* Instructions to follow *
Locate every line in the material below that contains the string "trousers", and copy each of those lines. Case counts.

--- --- ---

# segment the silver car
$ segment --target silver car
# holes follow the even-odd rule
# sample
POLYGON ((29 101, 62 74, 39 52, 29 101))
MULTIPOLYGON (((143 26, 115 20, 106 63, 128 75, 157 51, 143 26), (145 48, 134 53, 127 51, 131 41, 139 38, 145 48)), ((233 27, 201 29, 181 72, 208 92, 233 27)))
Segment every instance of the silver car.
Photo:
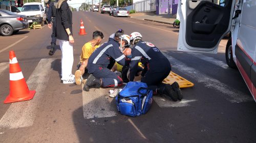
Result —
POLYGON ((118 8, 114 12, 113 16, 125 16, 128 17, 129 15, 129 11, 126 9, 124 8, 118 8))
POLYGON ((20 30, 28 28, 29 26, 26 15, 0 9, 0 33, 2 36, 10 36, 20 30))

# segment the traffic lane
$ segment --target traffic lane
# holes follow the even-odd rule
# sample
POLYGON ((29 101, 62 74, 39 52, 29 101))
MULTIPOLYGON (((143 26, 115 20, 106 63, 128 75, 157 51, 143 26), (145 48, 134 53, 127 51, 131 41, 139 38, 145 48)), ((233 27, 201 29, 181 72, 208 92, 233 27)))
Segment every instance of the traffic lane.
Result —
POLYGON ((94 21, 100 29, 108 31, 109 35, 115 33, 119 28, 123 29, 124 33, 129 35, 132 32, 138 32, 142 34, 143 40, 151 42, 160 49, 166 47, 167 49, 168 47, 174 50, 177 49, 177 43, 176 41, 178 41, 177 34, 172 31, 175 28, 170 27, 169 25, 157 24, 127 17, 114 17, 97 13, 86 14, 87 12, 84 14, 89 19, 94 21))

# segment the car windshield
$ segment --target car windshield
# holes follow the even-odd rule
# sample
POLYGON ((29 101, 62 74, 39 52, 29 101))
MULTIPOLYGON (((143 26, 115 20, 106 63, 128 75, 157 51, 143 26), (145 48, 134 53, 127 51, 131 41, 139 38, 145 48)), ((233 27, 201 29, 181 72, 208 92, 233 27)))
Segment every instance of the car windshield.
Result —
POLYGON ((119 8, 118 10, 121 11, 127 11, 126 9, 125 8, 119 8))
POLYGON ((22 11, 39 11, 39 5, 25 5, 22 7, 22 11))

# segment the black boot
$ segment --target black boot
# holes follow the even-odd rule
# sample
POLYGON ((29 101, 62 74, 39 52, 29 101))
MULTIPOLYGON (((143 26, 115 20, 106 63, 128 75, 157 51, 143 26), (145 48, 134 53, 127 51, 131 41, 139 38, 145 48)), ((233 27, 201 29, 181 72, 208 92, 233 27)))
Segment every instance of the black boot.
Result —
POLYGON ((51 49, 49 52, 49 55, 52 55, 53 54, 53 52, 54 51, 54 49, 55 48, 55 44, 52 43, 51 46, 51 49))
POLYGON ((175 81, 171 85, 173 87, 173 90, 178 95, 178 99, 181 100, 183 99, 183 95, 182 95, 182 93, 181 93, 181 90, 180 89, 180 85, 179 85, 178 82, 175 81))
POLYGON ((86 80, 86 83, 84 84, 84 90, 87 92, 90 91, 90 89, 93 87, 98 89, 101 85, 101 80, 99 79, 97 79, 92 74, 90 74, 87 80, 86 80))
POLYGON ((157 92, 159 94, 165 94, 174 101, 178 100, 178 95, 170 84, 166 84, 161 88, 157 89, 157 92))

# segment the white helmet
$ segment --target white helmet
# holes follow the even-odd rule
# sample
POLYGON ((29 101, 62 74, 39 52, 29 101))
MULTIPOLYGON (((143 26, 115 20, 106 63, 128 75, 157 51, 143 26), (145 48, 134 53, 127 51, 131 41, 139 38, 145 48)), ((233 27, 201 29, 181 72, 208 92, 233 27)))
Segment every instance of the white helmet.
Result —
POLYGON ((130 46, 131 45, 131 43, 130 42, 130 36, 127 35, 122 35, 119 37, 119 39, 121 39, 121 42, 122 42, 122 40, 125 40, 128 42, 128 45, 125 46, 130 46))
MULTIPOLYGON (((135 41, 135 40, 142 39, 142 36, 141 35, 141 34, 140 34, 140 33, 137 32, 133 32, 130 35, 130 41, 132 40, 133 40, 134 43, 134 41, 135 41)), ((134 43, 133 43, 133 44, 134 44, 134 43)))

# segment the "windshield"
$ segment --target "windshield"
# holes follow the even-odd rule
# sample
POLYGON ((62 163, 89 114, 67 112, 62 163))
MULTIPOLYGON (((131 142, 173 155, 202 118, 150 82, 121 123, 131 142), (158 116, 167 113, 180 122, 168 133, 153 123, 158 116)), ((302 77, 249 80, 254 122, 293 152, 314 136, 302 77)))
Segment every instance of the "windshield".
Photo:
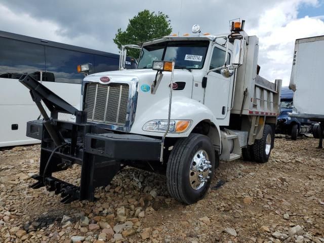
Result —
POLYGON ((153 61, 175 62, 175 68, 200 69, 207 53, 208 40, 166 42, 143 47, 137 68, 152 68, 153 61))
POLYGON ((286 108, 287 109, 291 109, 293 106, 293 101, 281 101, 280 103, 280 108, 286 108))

--- --- ---

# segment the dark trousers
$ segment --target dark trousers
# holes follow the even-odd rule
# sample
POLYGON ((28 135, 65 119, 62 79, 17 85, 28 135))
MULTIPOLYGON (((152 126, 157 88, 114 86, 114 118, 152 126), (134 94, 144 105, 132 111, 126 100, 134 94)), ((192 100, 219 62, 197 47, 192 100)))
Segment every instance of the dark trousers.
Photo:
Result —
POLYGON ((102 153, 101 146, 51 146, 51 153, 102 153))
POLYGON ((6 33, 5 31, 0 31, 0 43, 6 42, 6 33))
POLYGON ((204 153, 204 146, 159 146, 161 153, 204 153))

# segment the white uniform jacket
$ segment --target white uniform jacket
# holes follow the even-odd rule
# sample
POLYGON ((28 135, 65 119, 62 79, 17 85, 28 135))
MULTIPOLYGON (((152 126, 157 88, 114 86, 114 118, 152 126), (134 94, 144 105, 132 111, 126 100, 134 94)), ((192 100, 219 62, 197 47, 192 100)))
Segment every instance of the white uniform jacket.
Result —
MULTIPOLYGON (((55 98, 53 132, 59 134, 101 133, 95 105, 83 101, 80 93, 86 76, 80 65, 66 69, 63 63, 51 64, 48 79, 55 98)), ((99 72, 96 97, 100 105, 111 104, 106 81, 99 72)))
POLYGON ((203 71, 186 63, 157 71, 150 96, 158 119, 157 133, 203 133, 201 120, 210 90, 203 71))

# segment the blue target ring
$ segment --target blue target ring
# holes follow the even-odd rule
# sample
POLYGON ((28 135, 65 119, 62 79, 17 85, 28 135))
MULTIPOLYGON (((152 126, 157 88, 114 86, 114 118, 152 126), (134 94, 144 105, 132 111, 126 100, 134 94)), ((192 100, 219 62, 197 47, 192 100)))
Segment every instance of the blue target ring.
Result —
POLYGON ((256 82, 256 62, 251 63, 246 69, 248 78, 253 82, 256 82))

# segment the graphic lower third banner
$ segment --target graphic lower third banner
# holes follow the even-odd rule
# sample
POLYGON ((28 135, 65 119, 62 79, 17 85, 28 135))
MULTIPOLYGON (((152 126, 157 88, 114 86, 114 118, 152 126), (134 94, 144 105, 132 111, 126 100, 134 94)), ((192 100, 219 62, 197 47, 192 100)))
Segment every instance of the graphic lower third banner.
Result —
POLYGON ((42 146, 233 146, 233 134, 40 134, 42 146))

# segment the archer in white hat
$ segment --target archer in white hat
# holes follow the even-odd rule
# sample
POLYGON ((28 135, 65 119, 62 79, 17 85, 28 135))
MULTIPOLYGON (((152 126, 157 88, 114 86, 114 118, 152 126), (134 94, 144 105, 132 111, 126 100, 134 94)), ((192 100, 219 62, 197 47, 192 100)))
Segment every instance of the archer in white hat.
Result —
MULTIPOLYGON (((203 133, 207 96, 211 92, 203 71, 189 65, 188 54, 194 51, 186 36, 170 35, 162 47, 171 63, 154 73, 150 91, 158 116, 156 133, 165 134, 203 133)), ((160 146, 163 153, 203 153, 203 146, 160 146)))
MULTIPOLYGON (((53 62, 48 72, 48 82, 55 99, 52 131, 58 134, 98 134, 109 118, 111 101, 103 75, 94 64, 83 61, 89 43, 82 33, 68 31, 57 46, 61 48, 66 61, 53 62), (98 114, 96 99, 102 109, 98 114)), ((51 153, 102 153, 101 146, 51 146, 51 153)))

--- --- ---

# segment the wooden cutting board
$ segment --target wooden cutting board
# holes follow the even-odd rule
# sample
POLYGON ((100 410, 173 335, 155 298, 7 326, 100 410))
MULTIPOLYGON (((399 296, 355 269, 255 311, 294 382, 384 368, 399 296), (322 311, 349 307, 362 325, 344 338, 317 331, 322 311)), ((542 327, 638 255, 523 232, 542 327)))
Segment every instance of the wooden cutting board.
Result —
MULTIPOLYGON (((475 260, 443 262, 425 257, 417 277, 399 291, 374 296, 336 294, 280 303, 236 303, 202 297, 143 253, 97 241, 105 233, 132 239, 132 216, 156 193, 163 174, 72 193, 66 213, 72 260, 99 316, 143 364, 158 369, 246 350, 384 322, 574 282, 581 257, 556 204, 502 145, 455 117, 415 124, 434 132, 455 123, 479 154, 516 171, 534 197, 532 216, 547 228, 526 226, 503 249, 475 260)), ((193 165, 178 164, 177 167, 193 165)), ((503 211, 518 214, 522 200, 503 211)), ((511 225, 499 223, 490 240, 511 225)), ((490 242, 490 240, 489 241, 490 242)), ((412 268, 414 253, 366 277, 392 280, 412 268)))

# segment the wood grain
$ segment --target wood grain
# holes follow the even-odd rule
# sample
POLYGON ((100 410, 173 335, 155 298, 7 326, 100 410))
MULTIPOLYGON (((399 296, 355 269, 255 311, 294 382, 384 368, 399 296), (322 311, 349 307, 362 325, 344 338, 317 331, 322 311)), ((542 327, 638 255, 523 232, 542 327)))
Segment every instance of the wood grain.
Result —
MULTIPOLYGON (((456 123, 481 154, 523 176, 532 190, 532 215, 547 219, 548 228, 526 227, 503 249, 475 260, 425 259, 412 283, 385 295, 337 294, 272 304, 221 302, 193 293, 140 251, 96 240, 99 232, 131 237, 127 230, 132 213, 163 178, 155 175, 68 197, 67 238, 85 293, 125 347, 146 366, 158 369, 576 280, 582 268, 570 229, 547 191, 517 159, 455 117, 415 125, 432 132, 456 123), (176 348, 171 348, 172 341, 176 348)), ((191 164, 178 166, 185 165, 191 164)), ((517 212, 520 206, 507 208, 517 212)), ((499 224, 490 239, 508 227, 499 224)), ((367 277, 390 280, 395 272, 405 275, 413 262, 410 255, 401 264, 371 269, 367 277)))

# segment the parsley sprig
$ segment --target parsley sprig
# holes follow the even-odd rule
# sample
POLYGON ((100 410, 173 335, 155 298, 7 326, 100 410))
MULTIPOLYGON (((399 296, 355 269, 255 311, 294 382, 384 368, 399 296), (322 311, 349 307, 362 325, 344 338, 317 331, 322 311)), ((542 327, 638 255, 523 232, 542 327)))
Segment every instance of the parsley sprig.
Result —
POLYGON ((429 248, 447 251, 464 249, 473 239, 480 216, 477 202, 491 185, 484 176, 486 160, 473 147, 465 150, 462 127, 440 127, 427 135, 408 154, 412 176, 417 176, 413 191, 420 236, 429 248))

--- --- ---

* Solution below *
# segment the dark trousers
$ segment --target dark trousers
Segment every instance of the dark trousers.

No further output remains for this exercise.